**SOURCE RECORDS**
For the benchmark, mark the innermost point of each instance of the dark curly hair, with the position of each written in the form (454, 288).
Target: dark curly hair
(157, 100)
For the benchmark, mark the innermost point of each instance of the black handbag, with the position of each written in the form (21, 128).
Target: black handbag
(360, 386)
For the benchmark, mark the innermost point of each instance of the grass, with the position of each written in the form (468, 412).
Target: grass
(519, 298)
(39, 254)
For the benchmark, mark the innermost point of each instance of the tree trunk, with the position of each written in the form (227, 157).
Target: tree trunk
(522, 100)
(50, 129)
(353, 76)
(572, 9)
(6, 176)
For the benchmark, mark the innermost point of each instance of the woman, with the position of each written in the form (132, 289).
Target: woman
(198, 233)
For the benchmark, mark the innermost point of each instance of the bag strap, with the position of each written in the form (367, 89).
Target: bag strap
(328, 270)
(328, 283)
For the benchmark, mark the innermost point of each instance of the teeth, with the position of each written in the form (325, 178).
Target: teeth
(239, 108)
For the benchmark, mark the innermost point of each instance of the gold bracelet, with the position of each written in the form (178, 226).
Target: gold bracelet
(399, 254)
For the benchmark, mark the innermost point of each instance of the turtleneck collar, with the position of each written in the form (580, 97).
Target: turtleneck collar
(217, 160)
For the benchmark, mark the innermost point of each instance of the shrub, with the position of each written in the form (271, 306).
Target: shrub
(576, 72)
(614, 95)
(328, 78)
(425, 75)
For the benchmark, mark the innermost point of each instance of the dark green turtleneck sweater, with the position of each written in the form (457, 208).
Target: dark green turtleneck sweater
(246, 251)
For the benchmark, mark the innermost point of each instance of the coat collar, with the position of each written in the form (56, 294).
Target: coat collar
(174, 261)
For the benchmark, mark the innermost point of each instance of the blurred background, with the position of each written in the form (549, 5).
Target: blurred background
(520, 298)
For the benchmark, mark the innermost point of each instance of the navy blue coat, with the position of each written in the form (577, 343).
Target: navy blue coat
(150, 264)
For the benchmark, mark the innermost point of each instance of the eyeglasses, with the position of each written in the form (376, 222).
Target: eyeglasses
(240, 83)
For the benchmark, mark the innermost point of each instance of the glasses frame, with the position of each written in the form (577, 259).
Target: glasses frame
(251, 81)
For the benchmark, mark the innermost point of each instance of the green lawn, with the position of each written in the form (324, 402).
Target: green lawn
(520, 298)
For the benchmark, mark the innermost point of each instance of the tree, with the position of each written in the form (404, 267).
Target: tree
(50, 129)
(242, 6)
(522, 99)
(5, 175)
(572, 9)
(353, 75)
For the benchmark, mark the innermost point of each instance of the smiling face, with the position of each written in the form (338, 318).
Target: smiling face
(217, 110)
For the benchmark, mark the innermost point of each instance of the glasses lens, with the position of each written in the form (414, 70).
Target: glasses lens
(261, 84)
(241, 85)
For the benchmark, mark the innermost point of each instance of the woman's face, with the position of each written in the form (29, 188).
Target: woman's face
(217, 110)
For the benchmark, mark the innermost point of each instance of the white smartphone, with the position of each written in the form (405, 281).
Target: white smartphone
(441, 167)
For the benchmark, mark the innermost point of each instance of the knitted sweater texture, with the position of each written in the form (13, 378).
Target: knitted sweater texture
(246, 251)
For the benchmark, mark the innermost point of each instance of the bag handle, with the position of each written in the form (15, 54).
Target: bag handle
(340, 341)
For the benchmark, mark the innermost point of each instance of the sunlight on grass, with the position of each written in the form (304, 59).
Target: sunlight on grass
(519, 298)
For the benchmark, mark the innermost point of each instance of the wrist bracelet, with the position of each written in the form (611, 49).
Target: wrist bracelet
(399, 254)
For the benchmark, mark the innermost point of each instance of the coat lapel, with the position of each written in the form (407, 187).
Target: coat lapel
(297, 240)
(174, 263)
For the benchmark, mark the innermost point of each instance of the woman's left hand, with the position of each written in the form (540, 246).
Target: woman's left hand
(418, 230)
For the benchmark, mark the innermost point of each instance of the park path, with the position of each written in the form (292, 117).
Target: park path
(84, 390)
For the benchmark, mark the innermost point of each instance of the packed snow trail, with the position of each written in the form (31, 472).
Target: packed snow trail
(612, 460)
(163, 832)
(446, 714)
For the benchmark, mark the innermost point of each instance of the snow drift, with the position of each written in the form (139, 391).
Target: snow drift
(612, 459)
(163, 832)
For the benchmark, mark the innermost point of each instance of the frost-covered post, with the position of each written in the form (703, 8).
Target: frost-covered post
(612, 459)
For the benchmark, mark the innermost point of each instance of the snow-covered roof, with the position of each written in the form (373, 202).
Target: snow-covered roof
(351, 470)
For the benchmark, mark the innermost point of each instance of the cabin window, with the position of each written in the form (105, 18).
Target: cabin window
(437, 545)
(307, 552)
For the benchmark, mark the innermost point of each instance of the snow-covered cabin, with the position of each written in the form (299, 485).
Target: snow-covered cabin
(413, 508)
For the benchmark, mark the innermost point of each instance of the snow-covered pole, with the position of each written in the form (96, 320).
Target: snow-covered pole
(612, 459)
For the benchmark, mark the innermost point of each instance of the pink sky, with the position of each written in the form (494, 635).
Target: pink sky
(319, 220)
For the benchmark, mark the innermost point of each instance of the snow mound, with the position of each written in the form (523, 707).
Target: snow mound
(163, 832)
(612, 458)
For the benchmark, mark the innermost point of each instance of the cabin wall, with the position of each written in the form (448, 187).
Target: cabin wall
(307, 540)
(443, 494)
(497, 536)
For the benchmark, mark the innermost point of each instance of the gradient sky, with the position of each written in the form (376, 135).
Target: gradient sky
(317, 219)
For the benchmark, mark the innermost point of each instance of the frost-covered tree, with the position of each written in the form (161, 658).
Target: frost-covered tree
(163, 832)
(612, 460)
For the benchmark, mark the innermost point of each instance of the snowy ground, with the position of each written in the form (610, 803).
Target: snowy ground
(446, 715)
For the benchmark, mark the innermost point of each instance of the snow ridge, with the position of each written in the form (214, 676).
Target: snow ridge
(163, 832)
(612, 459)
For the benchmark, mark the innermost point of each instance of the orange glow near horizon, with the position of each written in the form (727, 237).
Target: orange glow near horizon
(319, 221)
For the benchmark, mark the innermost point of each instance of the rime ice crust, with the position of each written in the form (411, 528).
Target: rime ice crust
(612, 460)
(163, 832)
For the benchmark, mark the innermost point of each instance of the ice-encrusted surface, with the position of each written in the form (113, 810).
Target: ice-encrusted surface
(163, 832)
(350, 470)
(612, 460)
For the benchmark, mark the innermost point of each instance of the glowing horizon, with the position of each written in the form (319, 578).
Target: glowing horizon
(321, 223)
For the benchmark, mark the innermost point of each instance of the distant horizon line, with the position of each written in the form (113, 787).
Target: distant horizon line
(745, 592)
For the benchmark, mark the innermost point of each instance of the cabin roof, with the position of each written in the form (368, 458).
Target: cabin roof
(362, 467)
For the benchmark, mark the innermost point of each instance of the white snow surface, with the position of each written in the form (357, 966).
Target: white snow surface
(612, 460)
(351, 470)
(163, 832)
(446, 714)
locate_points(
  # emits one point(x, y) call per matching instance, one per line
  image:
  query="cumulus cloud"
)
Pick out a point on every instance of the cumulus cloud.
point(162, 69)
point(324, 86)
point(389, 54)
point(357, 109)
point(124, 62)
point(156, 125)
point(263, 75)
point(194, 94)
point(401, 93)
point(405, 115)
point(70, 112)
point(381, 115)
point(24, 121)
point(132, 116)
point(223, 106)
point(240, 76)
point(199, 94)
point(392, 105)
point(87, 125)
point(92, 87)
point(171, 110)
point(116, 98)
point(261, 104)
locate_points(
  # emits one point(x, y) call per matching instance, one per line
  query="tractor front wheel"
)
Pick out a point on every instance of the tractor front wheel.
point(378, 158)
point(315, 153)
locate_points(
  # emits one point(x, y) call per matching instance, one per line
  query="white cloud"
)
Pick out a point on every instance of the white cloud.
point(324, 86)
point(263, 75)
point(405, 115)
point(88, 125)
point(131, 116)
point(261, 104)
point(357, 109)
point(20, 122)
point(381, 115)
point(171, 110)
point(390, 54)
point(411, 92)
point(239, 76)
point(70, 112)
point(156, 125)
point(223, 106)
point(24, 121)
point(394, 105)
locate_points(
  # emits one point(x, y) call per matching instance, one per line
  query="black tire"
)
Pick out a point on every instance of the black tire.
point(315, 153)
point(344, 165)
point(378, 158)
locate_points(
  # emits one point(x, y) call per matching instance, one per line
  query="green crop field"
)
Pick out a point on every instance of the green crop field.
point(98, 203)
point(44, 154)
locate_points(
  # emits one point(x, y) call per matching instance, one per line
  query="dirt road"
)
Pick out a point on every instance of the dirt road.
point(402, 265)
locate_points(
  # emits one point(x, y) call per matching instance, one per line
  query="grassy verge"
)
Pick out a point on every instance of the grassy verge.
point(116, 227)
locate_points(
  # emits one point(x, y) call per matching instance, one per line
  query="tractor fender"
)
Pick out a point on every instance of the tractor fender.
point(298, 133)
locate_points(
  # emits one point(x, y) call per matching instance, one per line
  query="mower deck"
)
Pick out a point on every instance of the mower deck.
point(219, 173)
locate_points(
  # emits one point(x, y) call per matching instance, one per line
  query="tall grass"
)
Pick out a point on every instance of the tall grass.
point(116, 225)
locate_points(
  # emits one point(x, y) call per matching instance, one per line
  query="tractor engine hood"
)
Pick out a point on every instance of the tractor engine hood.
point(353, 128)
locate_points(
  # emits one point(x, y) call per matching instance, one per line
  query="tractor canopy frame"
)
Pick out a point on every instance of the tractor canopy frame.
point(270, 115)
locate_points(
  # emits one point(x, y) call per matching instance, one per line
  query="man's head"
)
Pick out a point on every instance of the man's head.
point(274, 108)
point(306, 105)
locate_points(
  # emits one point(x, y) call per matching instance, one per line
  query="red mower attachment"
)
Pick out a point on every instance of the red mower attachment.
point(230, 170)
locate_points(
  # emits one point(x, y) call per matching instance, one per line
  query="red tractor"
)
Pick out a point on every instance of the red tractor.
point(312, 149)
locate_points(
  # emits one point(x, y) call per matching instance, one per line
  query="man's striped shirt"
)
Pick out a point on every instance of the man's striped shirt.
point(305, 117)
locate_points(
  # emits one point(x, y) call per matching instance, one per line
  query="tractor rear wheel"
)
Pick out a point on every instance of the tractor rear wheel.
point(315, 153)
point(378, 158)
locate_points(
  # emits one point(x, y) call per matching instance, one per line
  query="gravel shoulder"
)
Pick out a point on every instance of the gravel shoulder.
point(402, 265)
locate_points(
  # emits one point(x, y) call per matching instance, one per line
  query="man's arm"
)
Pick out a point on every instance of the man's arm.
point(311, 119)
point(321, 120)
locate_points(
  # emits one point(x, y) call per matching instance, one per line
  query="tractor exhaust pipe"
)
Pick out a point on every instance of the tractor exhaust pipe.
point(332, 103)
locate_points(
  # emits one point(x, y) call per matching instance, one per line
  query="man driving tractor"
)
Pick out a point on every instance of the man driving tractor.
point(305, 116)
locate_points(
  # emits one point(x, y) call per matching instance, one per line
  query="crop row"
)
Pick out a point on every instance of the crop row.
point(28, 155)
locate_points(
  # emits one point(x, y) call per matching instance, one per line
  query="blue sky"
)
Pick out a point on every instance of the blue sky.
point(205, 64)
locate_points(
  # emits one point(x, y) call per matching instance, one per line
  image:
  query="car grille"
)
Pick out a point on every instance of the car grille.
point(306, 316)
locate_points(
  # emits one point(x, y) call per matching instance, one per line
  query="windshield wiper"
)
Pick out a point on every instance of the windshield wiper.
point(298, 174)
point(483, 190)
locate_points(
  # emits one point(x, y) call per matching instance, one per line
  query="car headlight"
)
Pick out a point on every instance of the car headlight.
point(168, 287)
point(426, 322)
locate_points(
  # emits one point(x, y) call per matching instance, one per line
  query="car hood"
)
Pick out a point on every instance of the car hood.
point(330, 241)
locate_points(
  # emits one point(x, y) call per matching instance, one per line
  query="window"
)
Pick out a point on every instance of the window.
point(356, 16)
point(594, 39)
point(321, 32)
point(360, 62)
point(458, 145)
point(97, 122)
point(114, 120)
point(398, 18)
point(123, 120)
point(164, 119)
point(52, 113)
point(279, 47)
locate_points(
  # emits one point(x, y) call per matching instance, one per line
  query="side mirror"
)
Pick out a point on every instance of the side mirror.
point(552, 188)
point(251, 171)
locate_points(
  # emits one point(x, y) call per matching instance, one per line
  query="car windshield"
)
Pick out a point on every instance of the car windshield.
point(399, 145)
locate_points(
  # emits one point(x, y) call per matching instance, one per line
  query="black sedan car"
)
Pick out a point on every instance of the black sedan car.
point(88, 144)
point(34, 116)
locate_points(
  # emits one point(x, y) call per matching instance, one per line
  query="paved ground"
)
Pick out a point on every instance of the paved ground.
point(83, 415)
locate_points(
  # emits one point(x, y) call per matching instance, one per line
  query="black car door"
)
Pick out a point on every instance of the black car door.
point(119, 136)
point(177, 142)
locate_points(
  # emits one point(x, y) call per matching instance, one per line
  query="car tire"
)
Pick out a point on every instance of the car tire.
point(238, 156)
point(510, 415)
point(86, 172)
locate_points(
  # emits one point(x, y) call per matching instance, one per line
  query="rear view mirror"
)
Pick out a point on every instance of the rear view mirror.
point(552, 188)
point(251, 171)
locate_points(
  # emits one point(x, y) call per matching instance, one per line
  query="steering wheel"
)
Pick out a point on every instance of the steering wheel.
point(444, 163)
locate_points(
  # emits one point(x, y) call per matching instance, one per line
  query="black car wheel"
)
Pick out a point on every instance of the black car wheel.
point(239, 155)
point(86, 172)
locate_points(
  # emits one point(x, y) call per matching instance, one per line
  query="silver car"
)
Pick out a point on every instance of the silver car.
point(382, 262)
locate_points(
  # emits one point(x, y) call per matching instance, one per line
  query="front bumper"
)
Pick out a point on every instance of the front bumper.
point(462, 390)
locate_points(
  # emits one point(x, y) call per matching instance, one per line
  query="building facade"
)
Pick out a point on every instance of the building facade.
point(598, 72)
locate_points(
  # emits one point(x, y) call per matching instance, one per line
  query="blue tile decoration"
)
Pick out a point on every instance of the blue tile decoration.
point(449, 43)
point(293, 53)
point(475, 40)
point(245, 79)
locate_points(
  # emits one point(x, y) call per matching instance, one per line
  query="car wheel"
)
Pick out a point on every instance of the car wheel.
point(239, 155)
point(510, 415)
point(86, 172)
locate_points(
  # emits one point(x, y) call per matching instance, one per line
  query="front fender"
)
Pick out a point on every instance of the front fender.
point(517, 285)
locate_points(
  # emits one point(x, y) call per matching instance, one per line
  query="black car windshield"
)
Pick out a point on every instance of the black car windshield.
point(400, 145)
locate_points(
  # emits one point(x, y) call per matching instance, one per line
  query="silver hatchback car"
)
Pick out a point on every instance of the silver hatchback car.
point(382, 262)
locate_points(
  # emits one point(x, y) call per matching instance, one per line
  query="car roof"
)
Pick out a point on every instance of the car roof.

**WORK TO BE COMPLETED**
Please pull out every line of the entries above that holds the word "tall".

**ANSWER TO THE PROBLEM**
  query="tall grass"
Pick out a point on every instance of the tall grass.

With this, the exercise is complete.